Data excerpts:
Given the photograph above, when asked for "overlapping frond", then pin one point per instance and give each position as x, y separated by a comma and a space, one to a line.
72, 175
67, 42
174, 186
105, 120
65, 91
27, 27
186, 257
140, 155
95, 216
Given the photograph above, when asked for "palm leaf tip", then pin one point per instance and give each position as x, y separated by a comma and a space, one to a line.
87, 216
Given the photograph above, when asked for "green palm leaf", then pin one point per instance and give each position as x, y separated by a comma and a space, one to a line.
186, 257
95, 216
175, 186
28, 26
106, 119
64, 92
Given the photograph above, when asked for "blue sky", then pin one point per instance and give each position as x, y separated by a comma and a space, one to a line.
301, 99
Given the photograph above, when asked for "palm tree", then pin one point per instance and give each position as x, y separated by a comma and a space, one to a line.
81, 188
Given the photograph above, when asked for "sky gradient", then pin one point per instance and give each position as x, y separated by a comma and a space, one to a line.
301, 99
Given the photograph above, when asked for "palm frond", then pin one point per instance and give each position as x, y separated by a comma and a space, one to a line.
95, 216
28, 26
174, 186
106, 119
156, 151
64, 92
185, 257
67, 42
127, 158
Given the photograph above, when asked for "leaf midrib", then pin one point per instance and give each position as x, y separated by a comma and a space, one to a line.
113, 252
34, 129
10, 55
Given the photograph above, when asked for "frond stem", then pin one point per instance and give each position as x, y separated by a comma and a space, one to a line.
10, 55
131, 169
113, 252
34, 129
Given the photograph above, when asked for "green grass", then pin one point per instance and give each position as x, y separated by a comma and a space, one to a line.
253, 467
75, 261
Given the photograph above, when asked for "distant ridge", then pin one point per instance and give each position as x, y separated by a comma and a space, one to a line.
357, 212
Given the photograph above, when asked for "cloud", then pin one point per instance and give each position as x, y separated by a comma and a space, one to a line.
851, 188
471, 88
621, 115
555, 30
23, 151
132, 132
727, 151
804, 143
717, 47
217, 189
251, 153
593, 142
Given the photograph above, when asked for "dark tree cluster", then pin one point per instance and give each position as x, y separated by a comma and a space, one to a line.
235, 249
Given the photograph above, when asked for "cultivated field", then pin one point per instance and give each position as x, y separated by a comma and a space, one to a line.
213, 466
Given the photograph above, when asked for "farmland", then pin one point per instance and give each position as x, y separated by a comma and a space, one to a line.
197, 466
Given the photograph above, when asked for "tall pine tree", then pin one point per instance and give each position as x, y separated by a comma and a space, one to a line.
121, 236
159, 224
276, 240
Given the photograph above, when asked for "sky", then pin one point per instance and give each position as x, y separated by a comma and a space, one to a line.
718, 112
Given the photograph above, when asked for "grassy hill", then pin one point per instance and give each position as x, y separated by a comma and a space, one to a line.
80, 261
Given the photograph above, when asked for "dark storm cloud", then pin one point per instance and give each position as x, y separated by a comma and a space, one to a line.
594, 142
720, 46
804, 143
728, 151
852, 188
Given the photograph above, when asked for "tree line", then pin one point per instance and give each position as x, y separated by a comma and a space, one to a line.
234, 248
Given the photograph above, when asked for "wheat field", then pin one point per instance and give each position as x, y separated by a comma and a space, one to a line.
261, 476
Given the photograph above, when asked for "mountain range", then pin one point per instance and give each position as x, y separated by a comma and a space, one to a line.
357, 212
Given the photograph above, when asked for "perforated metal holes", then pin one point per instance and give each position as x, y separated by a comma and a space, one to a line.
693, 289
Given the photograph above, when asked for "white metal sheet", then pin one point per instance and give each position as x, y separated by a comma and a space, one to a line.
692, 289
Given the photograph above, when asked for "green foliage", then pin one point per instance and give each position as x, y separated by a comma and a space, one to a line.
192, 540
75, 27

Problem statement: Everything in the listing above should be restated exactly.

Written response:
Given the photograph above, when asked for "overlapping frond", then pin one point per instance and give each position as x, y separated by a comma and a space, one to a line.
72, 175
67, 42
174, 186
105, 120
65, 91
27, 27
186, 257
140, 155
95, 216
Given the photograph above, when asked for "palm leaf tip", then pin one point per instance and give each position as x, y separated by a comma and a space, one to a line.
87, 216
Given the photograph above, when asked for "green palm leaf", then pin one point per instance and give each position as x, y separated by a comma and a space, one to a line.
186, 257
95, 216
175, 186
28, 26
106, 119
64, 92
Given the photograph above, when asked for "blue sky", then pin one point per instance and give each position as x, y separated by a comma and a space, one to a line.
301, 99
Given the photograph above, when asked for "palm tree", then pin one point per instance and give each position as x, y separated by a comma and a space, one to a line.
81, 188
Given the photograph above, when asked for "sky gradient", then pin one point per instance and give each position as x, y separated by a comma and a space, one to a line.
301, 99
Given the photograph above, when asked for "palm frond", then pin one point per instance and give each position as x, y separated by a comma and a space, one to a line.
95, 216
28, 26
174, 186
106, 119
156, 151
64, 92
185, 257
67, 42
127, 158
Given the photograph above, when asked for "leaf midrib", then pin one point per instance and give each position as x, y separated by a comma and a space, one to a line.
113, 252
34, 129
10, 55
Given the photograph above, when asked for "frond stem", then pin one point per instance and give each position as x, y separated by a comma and a space, one to a line.
10, 55
131, 169
113, 252
34, 129
Given the photograph above, when asked for "green grass", then pin one point per instance and give each position as x, y separated by a comma and a space, one to a line.
253, 467
75, 261
Given the photograph above, when asked for "distant ridge", then pin one point per instance and give each position as x, y separated by a comma and a space, one to a line.
357, 212
Given the photograph above, when asked for "cloud", then pin one point per instance and give each position as x, y separated by a comma and a space, one to a line.
851, 188
471, 88
621, 115
555, 30
23, 151
132, 132
727, 151
804, 143
717, 47
217, 189
251, 153
593, 142
Given the photograph above, when asked for "dark tree cluster", then pin one point per instance and give each position as x, y separated by a comma and a space, one to a line.
235, 249
Given the photograph above, when asked for "cultivated field", then pin one point per instance and give each position as x, y separated by a comma and a space, one to a line.
213, 466
Given the photograph above, when asked for "farmland", then pin one point per instance and give each position as x, y separated by a comma and a space, one to a line.
197, 466
Given the photograph above, when asked for "tall pine tree", then pin one point per instance and give each position as x, y separated by a comma and a space, one to a line.
121, 236
159, 224
276, 240
Given the photograph above, when asked for "sky", then pin one point per instance and give each position as x, y separated by a comma and a space, one to a line.
718, 112
Given the photograph above, when asked for "grassy hill", then pin one point per instance and give each position as x, y separated by a comma and a space, one to a line.
80, 261
Given the photograph above, when asked for "dark storm cloud", then pin one point per instance and give each position as x, y separated by a comma and a space, one to a line.
594, 142
720, 46
804, 143
728, 151
852, 188
Given the photograph above, when asked for "tree line", then pin one point per instance and give each position as x, y separated by a comma and a space, one to a line.
234, 248
Given the photograph above, when asked for "wheat field", then pin one point per instance and give each position as x, y separated by a comma and a space, one to a line.
261, 476
Given the photograph above, when asked for "mountain range", then pin one point per instance and give each position as x, y separated by a comma and a space, one to a line.
357, 212
Given the photograph above, when asked for "perforated metal holes", then pin one point per instance and give each position as x, y separated by a comma and a space, one to a line.
693, 289
Given the photograph above, when asked for "white metal sheet", then pin one point per instance and give each position as x, y separated by a comma and a space, one to a line.
692, 289
Given the photograph above, when asked for "green foliage", then pin one point per instance and give each position as x, y separated by a comma and a space, one to a line.
192, 540
75, 27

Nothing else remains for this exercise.